---------- Passage provided ----------

I try to get all seperate sections of a wikipedia article through the api.
I know already :
Howto retrieve a complete text :
http://en.wikipedia.org/w/api.php?action=query&prop=revisions&rvlimit=1&titles=house&rvprop=content
Howto retrieve a specific section of the text:
http://en.wikipedia.org/w/api.php?action=query&prop=revisions&rvlimit=1&titles=house&rvprop=content&rvsection=0
Howto retrieve all sections seperately with one request ? (JSON Array for example)
What you ask is called parsing, because it requires interpretation of the wikitext source to split the page by sections etc. So the solution is given in https://www.mediawiki.org/wiki/API:Parsing_wikitext
1) Get the list of sections: https://www.mediawiki.org/w/api.php?action=parse&page=API:Parsing_wikitext&prop=sections
2) Ask the parsed wikitext of that section: https://www.mediawiki.org/w/api.php?action=parse&page=API:Parsing_wikitext&section=1&prop=text
I realize this question was asked four years ago, so possibly the following was not available then:
You can use the REST API described here: https://www.mediawiki.org/wiki/REST_API
The REST endpoints are described/documented here: https://en.wikipedia.org/api/rest_v1/#/
The mobile-sections endpoint (intended for consuming info for a mobile device) gives you a nice breakdown with headings, which sounds like what you are asking for.
Alternatively, the metadata endpoint returns a toc (table of contents) section which contains the same breakdown of headings.
Here is an example URL, fetching the mobile sections for the "Egyptian pyramids" page:
https://en.wikipedia.org/api/rest_v1/page/mobile-sections/Egyptian_pyramids
The advantage is that the response is in JSON format (which is what you were asking for).

Accessing full url of all page images Wikipedia API

I'm experimenting with the Wikipedia API and was trying to get the full urls for all images on a particular page, in this example Google's main page (http://en.wikipedia.org/wiki/Google).
I found the page id through the use of another API and then attempted to use this information in the following API to get the full urls of all images on that page:
http://en.wikipedia.org/w/api.php?action=query&pageids=1092923&generator=images&prop=imageinfo&iiprop=url|dimensions|mime&format=xml
I get some of the page images from this but cannot understand why I am not getting all - specifically the logo which is what I was most interested in. Apologies I am aware that there are similar questions which have been asked but I was not able to find one which would assist me here.

---------- Supplied records ----------

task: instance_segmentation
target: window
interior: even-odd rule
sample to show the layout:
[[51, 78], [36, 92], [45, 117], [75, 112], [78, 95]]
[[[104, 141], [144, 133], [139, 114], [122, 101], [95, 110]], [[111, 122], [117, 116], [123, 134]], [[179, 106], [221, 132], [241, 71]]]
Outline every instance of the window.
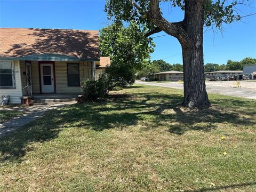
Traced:
[[68, 86], [80, 86], [79, 64], [67, 63]]
[[0, 61], [0, 86], [2, 87], [14, 87], [13, 66], [11, 61]]

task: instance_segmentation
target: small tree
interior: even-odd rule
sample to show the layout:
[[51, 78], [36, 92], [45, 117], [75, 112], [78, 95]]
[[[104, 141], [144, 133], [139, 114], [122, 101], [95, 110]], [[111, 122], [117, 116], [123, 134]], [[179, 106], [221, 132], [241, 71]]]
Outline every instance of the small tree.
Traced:
[[133, 22], [127, 27], [114, 23], [100, 30], [100, 54], [110, 56], [111, 60], [105, 73], [117, 86], [133, 83], [136, 70], [147, 65], [154, 44], [151, 38], [146, 37], [146, 33]]

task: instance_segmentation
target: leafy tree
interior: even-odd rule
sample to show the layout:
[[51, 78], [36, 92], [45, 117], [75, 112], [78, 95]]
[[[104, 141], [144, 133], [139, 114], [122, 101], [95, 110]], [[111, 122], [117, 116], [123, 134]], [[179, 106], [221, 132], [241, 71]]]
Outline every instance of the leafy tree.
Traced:
[[158, 66], [160, 72], [167, 71], [172, 69], [172, 66], [162, 59], [154, 60], [153, 63]]
[[183, 65], [180, 63], [173, 64], [172, 70], [178, 71], [183, 71]]
[[243, 70], [243, 66], [241, 62], [239, 61], [233, 61], [231, 60], [227, 61], [227, 67], [228, 70]]
[[137, 78], [147, 77], [151, 79], [153, 78], [154, 74], [161, 71], [159, 66], [156, 62], [152, 62], [138, 73]]
[[[204, 25], [220, 28], [222, 22], [240, 20], [237, 11], [234, 11], [238, 1], [228, 4], [225, 0], [107, 0], [105, 11], [116, 22], [135, 22], [139, 29], [146, 27], [147, 36], [164, 31], [178, 39], [182, 49], [184, 105], [201, 107], [210, 105], [204, 81]], [[171, 22], [163, 17], [159, 2], [170, 1], [184, 11], [182, 21]]]
[[256, 59], [246, 57], [240, 61], [243, 66], [256, 64]]
[[100, 51], [101, 56], [110, 56], [111, 65], [106, 70], [108, 76], [118, 86], [134, 83], [136, 69], [146, 65], [154, 44], [146, 31], [133, 22], [125, 28], [114, 23], [100, 31]]

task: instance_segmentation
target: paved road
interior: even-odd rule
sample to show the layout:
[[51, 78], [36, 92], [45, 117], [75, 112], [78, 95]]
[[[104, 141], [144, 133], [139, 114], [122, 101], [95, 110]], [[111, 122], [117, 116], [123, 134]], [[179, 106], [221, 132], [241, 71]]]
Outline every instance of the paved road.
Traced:
[[[223, 83], [221, 82], [206, 82], [205, 83], [208, 93], [256, 99], [256, 82], [241, 82], [241, 87], [234, 87], [235, 82], [224, 82]], [[179, 84], [177, 82], [156, 83], [137, 81], [135, 83], [183, 90], [183, 84]]]

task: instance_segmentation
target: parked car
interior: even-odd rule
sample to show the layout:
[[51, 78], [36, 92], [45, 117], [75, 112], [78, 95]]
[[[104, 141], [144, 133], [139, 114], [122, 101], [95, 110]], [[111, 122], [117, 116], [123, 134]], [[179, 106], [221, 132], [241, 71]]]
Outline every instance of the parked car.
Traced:
[[141, 77], [141, 81], [149, 81], [149, 79], [148, 78], [147, 78], [147, 77]]

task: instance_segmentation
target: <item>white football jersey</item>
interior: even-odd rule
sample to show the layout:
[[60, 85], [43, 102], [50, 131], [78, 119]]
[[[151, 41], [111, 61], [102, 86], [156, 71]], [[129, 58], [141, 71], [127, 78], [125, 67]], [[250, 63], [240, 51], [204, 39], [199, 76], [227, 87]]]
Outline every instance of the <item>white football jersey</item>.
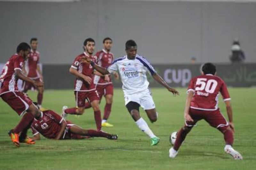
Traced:
[[108, 70], [109, 72], [119, 72], [124, 95], [146, 90], [149, 84], [146, 76], [147, 71], [151, 75], [156, 73], [148, 61], [138, 54], [133, 60], [129, 60], [127, 55], [116, 59], [108, 67]]

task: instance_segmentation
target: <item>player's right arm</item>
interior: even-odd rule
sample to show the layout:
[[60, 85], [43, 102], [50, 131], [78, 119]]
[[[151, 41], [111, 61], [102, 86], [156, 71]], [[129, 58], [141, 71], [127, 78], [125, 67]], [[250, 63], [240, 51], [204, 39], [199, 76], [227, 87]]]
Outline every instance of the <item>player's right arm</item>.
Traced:
[[41, 81], [35, 81], [25, 76], [20, 69], [15, 69], [15, 73], [18, 78], [22, 80], [27, 81], [32, 83], [36, 87], [43, 86], [44, 83]]
[[109, 74], [109, 72], [108, 71], [107, 69], [96, 64], [88, 57], [85, 56], [84, 59], [87, 62], [90, 63], [94, 69], [99, 71], [100, 74], [103, 75], [106, 75], [106, 74]]
[[235, 132], [235, 126], [233, 122], [233, 112], [232, 110], [232, 107], [231, 107], [231, 102], [230, 100], [226, 100], [225, 102], [226, 105], [227, 113], [228, 117], [229, 125], [233, 131]]
[[235, 132], [235, 126], [233, 122], [233, 112], [232, 110], [232, 107], [231, 106], [230, 96], [229, 96], [229, 94], [228, 90], [228, 87], [227, 87], [226, 83], [224, 81], [222, 82], [223, 83], [220, 88], [220, 92], [223, 97], [225, 104], [226, 104], [227, 113], [228, 114], [228, 121], [230, 127], [233, 131]]
[[92, 78], [89, 76], [85, 76], [84, 74], [79, 73], [77, 70], [73, 67], [70, 67], [69, 69], [69, 72], [77, 77], [80, 77], [84, 79], [85, 81], [89, 84], [91, 84], [92, 83]]
[[193, 91], [189, 91], [187, 96], [187, 99], [186, 99], [185, 109], [184, 110], [184, 118], [185, 118], [186, 121], [188, 122], [194, 121], [194, 120], [191, 118], [189, 114], [189, 108], [190, 107], [190, 103], [192, 100], [193, 95], [194, 92]]
[[40, 134], [39, 133], [37, 133], [36, 135], [34, 135], [33, 137], [31, 137], [30, 138], [32, 140], [39, 140], [41, 139], [40, 137]]

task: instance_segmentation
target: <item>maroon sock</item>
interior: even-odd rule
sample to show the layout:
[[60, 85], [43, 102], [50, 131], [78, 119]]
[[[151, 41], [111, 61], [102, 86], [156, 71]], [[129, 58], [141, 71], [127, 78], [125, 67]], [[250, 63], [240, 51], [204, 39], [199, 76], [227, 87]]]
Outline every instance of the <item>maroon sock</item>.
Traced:
[[33, 122], [33, 120], [32, 120], [31, 122], [30, 122], [30, 123], [28, 124], [28, 126], [25, 128], [25, 129], [22, 131], [20, 135], [20, 139], [25, 139], [27, 137], [27, 132], [28, 131], [28, 130], [30, 128], [31, 124], [32, 124], [32, 122]]
[[94, 130], [89, 129], [88, 131], [88, 136], [92, 137], [107, 137], [110, 135], [108, 133], [103, 132], [102, 131], [97, 131]]
[[64, 112], [67, 114], [70, 115], [79, 115], [76, 113], [76, 107], [72, 107], [65, 109]]
[[224, 139], [226, 142], [226, 144], [229, 144], [231, 146], [233, 144], [234, 141], [234, 137], [233, 132], [230, 130], [226, 130], [224, 134]]
[[[27, 113], [25, 114], [12, 132], [15, 133], [19, 133], [31, 124], [34, 118], [34, 116], [31, 113]], [[25, 134], [27, 135], [26, 132]]]
[[94, 111], [94, 119], [96, 122], [97, 130], [100, 130], [101, 129], [101, 116], [100, 110]]
[[85, 106], [84, 107], [84, 108], [88, 109], [91, 108], [92, 106], [91, 105], [91, 103], [89, 102], [85, 102]]
[[42, 101], [43, 101], [43, 94], [38, 93], [37, 94], [37, 103], [39, 105], [42, 104]]
[[183, 129], [183, 127], [181, 128], [177, 135], [177, 138], [173, 146], [173, 149], [176, 151], [178, 151], [179, 150], [182, 143], [185, 139], [187, 135], [190, 131], [190, 130], [184, 130]]
[[108, 104], [106, 103], [105, 105], [105, 108], [104, 109], [104, 116], [103, 116], [103, 119], [104, 120], [107, 120], [109, 117], [110, 113], [111, 112], [111, 107], [112, 106], [112, 103]]
[[218, 130], [220, 131], [224, 135], [224, 139], [226, 144], [232, 145], [234, 141], [233, 132], [231, 130], [228, 129], [228, 127], [223, 126], [218, 128]]

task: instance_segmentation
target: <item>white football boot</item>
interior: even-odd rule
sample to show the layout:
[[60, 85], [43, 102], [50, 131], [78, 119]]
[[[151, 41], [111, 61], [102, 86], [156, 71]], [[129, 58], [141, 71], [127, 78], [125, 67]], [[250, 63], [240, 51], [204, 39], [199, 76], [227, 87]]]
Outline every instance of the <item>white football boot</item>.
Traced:
[[173, 147], [171, 148], [169, 150], [169, 157], [171, 158], [174, 158], [178, 154], [178, 152], [174, 150]]
[[67, 115], [68, 114], [67, 114], [66, 113], [65, 113], [65, 112], [64, 112], [64, 111], [67, 108], [68, 108], [68, 106], [64, 106], [62, 108], [62, 113], [61, 113], [61, 117], [65, 120], [66, 120], [66, 119], [67, 118]]
[[243, 157], [237, 151], [234, 149], [231, 145], [227, 144], [224, 148], [224, 151], [229, 154], [234, 159], [242, 159]]

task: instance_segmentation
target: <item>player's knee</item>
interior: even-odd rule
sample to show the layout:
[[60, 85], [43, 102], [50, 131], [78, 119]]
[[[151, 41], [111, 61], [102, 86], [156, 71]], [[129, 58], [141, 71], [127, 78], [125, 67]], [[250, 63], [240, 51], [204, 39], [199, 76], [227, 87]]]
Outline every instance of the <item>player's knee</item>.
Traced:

----------

▶ _How to complete this task_: Can you resume the Wikipedia API discussion right after its last sentence?

▶ _Answer to the problem_:
The API does not give you all results at once, it defaults to 10 results. You see in the beginning answer that you have a value for the parameter gimcontinue. If you use it like this you get more images: http://en.wikipedia.org/w/api.php?action=query&pageids=1092923&generator=images&prop=imageinfo&iiprop=url|dimensions|mime&format=xml&gimcontinue=1092923|Google_bike.jpg
Alternatively, you can ask for more images at once using gimlimit like this: http://en.wikipedia.org/w/api.php?action=query&pageids=1092923&generator=images&prop=imageinfo&iiprop=url|dimensions|mime&format=xml&gimlimit=500

Extracting information from specific template on wikimedia api

I'm wondering what the easiest way to extract only the information contained withing a certain template would be using the wikimedia api.
I'd like to extract the information contained in the template "Template:Mycomorphbox" for this page: http://en.wikipedia.org/wiki/Amanita_phalloides
I'm a bit frustrated that it seems like I have to pull the entire content of the page to get the information that I need. Surely there has to be a better way.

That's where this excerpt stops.